Exercise directions
Every entry should be reproduced precisely, with each picture left out.
--- START ---
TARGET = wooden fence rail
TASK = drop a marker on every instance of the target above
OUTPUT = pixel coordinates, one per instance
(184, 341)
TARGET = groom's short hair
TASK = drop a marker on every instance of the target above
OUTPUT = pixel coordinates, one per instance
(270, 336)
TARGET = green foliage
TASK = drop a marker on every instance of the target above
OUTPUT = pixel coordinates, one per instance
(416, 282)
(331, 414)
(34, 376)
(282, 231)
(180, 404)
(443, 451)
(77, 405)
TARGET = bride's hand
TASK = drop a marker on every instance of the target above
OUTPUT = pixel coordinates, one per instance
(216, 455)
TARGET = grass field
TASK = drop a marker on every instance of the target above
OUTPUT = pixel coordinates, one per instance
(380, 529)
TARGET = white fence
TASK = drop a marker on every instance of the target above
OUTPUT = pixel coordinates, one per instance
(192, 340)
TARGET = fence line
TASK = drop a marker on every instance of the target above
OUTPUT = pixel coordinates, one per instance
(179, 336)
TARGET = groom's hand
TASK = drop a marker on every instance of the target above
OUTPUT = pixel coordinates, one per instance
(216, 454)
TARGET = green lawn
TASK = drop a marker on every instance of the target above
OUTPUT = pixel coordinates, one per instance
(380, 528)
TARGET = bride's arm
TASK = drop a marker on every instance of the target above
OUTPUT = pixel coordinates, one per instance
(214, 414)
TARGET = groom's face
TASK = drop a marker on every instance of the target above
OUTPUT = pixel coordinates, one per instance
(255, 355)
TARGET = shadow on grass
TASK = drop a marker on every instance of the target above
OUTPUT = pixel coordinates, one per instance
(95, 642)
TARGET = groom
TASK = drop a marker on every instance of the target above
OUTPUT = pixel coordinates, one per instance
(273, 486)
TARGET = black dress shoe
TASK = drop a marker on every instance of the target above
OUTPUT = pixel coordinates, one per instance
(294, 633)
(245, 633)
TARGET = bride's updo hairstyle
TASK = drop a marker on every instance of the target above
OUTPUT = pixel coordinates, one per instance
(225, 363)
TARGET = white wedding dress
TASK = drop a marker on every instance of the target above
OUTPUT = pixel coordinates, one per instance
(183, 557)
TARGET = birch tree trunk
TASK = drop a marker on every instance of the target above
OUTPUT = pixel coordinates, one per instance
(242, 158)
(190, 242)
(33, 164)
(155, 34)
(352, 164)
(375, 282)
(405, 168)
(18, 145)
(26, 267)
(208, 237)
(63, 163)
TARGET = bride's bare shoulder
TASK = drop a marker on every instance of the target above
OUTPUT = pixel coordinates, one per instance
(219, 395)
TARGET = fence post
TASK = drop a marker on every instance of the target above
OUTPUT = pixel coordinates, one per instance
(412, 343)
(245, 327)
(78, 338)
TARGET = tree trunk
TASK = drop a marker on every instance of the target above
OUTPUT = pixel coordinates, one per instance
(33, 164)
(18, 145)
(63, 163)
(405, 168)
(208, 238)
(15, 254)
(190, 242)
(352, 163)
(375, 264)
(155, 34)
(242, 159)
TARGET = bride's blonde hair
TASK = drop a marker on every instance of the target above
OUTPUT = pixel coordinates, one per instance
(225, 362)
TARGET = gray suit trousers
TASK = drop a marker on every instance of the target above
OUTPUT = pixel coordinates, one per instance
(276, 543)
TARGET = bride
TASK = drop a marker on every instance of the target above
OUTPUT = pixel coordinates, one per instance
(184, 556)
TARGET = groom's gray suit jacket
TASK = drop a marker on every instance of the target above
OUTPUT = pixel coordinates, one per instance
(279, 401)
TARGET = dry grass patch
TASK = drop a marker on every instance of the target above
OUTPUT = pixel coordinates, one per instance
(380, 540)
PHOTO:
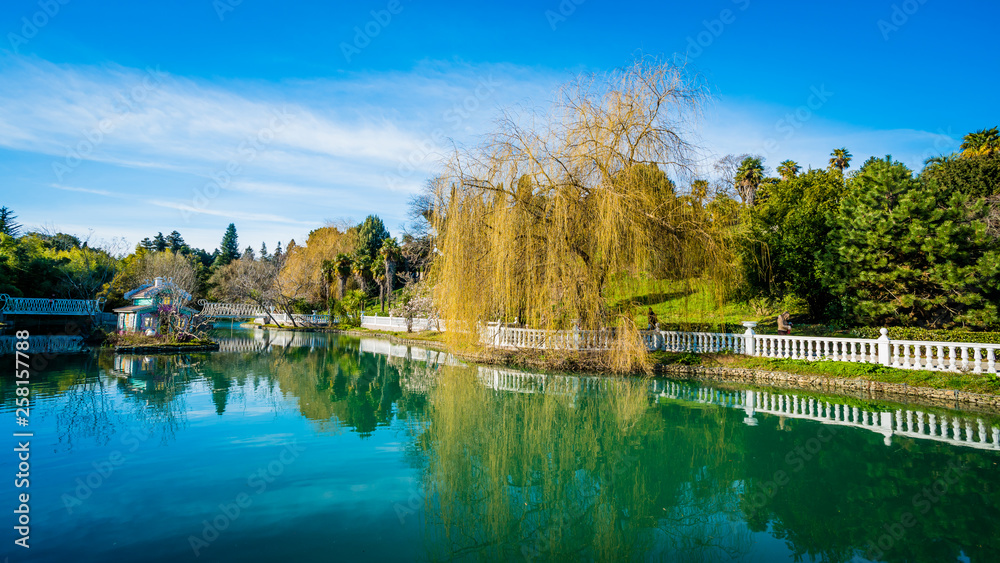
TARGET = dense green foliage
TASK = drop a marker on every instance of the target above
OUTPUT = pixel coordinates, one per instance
(913, 253)
(787, 236)
(882, 245)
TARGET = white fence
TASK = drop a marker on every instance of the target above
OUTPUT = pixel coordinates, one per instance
(301, 319)
(399, 323)
(40, 306)
(44, 344)
(903, 354)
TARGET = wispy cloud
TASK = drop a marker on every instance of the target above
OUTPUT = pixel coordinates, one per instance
(292, 154)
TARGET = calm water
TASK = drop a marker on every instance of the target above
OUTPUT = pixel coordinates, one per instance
(324, 448)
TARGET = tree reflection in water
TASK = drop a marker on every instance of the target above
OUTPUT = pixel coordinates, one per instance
(570, 476)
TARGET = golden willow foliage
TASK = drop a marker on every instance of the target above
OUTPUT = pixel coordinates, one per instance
(544, 222)
(302, 275)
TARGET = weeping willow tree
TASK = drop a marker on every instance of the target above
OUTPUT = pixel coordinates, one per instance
(555, 213)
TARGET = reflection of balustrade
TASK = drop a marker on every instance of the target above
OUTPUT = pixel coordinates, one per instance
(43, 344)
(40, 306)
(951, 429)
(397, 324)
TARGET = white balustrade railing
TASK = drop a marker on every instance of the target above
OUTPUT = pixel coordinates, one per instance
(904, 354)
(233, 310)
(944, 356)
(44, 344)
(41, 306)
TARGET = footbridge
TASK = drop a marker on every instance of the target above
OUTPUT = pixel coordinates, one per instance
(35, 306)
(214, 310)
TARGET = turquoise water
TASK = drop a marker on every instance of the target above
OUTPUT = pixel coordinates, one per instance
(308, 447)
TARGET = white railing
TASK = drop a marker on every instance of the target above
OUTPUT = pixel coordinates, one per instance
(44, 344)
(397, 324)
(903, 354)
(816, 348)
(304, 318)
(944, 356)
(40, 306)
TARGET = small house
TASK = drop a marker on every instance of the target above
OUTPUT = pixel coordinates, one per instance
(150, 302)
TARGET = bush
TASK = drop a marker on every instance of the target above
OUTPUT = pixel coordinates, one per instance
(926, 334)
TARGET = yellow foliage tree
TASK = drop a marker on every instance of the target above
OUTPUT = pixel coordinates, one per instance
(555, 213)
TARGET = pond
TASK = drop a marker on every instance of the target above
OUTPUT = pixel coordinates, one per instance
(304, 447)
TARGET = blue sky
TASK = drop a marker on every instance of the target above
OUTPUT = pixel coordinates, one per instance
(120, 119)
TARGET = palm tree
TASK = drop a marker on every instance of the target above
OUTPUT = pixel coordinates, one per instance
(748, 178)
(390, 253)
(343, 265)
(840, 159)
(985, 142)
(362, 269)
(788, 169)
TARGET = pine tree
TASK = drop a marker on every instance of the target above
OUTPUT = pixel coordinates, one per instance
(176, 242)
(229, 248)
(159, 242)
(371, 233)
(913, 253)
--- END ---
Result for this exercise
TARGET = wooden fence rail
TASK = drop a marker on every instance of the target above
OUTPUT = pixel coordinates, one per instance
(184, 341)
TARGET = groom's short hair
TASK = drop a marker on every instance of the target above
OUTPUT = pixel coordinates, one per instance
(270, 336)
TARGET = green foliage
TASK = drop a marker on every instance of the target above
OUTPUT = pixel coordinates, one per instance
(416, 282)
(331, 414)
(34, 376)
(282, 231)
(180, 404)
(443, 451)
(77, 405)
TARGET = bride's hand
TASK = drop a marker on every instance of the target above
OUTPUT = pixel coordinates, one per instance
(216, 455)
TARGET = grass field
TASK = drop a marker on every instance of the target above
OUTPUT = pixel coordinates, one per instance
(380, 529)
TARGET = white fence
TASK = drop a marker on every instance of the target above
OUTPUT = pixel coordinates, one per instance
(192, 340)
TARGET = fence line
TASK = drop a marker on every instance of the target above
OUTPUT = pixel coordinates, one per instance
(179, 336)
TARGET = groom's hand
TASK = drop a marker on every instance of the target above
OUTPUT = pixel coordinates, one per instance
(216, 454)
TARGET = green lawn
TASK = drop a marker on every instance of the target above
OUTPUT = pixel coordinates, one per instance
(380, 528)
TARGET = bride's arm
TASK = drop a marker on every instance of the target above
OUTPUT = pixel coordinates, one per instance
(214, 414)
TARGET = groom's face
TASK = drop a marker on every instance of the target above
OUTPUT = pixel coordinates, one per instance
(255, 355)
TARGET = shadow on grass
TASK = drop a marker on every instance of the target above
OUTPUT = pixel coordinates, one per instance
(95, 642)
TARGET = groom
TASK = drop a marker on every instance of the target above
OUTPUT = pixel coordinates, one per instance
(273, 486)
TARGET = black dress shoe
TASK = drop a marker on every instance of the target above
OUTPUT = pixel coordinates, one per instance
(294, 633)
(245, 633)
TARGET = bride's updo hairstyle
TASK = drop a marker on every instance of the target above
OUTPUT = pixel coordinates, one per instance
(225, 363)
TARGET = white wedding dress
TASK = drop a marker on every instance of the target above
OUTPUT = pixel coordinates, one per instance
(183, 557)
TARGET = birch tree trunk
TASK = drop a marker on every instance of the target above
OUTPUT = pixel coordinates, one per instance
(242, 158)
(190, 242)
(33, 164)
(155, 34)
(352, 164)
(375, 282)
(405, 168)
(18, 145)
(26, 267)
(208, 237)
(63, 163)
TARGET = bride's bare shoulder
TASK = drop a marker on every instance of the target above
OUTPUT = pixel coordinates, one per instance
(219, 395)
TARGET = fence post
TASK = drop a marker on every instance of the target above
OUTPUT = pixel coordinates, one per instance
(412, 343)
(245, 327)
(78, 338)
TARGET = tree trunk
TASK = drop a marker on every instance of the target above
OUTPUT = pixel coordinates, one per instance
(33, 164)
(18, 145)
(63, 163)
(405, 168)
(208, 238)
(15, 254)
(190, 242)
(352, 163)
(375, 264)
(155, 34)
(242, 159)
TARGET = bride's blonde hair
TASK = drop a marker on every instance of the target above
OUTPUT = pixel coordinates, one per instance
(225, 362)
TARGET = gray suit trousers
TASK = drop a marker on every instance of the target above
OUTPUT = pixel coordinates, one per instance
(276, 543)
TARGET = bride
TASK = drop a marker on every instance of the target above
OUTPUT = pixel coordinates, one per instance
(184, 556)
TARGET = groom's gray suit jacket
TASK = drop a marker on every instance of the target above
OUTPUT = pixel coordinates, one per instance
(279, 401)
TARGET = dry grass patch
TASK = drop a marker on every instance of the target above
OUTPUT = pixel coordinates, one per instance
(380, 540)
PHOTO:
TARGET = dense green foliage
TASK = drop a marker on every instance of the target above
OUTPUT = pixel coordinates, one per instance
(913, 253)
(787, 236)
(882, 245)
TARGET = white fence
TASK = drop a marker on every instance of the target above
OUTPUT = pixel coordinates, one per instance
(301, 319)
(399, 323)
(40, 306)
(44, 344)
(903, 354)
TARGET = wispy cloud
TASK = drop a marker on every instance of the target above
OUTPUT = pixel coordinates, one per instance
(292, 154)
TARGET = calm water
TASK = drop a marker on every instance of the target above
OUTPUT = pixel coordinates, one per instance
(324, 448)
TARGET = tree reflection in water
TASK = drop a marker on every instance of the target above
OUTPUT = pixel coordinates, one per instance
(570, 476)
TARGET = golden willow foliage
TASK = drop a marker on every instance of the target above
OUTPUT = pixel coordinates, one per instance
(544, 222)
(302, 275)
TARGET = weeping willow tree
TASK = drop a marker on every instance of the target above
OUTPUT = pixel coordinates, one per instance
(555, 213)
TARGET = reflection of balustrade
TASK = drop a marker on every instance of the target above
OUTPUT = pixel coordinates, one per instance
(43, 344)
(40, 306)
(951, 429)
(397, 324)
TARGET = white balustrade railing
TASK = drop a marker on every instance of the target above
OUTPUT = pixel coordinates, one per instance
(904, 354)
(233, 310)
(944, 356)
(44, 344)
(41, 306)
TARGET = footbridge
TASK = drop a marker on every instance of the target above
OUTPUT = pixel coordinates, one per instance
(35, 306)
(214, 310)
TARGET = turquoise water
TASK = drop a marker on every instance of the target above
OUTPUT = pixel coordinates, one per instance
(308, 447)
TARGET = white railing
TASK = drop a marker on every instance of the target above
OUTPUT = pixel coordinates, one per instance
(44, 344)
(397, 324)
(903, 354)
(816, 348)
(304, 318)
(944, 356)
(40, 306)
TARGET = small house
TASK = drop a marker on every instance of the target above
OUTPUT = pixel coordinates, one per instance
(150, 302)
TARGET = bush
TASK = drop a marker on every instance of the target above
OUTPUT = pixel coordinates, one per instance
(926, 334)
TARGET = yellow foliage tree
TASK = drop a marker on every instance of the target above
OUTPUT = pixel coordinates, one per instance
(555, 213)
TARGET = pond
TASK = drop a marker on every instance of the target above
OUTPUT = pixel coordinates, one per instance
(304, 447)
TARGET = blue sky
TASK = drop a marker on every instance of the target above
OUTPUT = pixel coordinates, one per instance
(120, 119)
TARGET = palm tree
TASK = drop a marker on every instance of the target above
OUTPUT = pixel coordinates, one per instance
(748, 178)
(390, 253)
(343, 265)
(840, 159)
(985, 142)
(362, 269)
(788, 169)
TARGET = pine tree
TASK = drop a marker on every instance of the target above
OUTPUT = pixel coordinates, one per instance
(176, 242)
(229, 248)
(159, 242)
(371, 233)
(913, 253)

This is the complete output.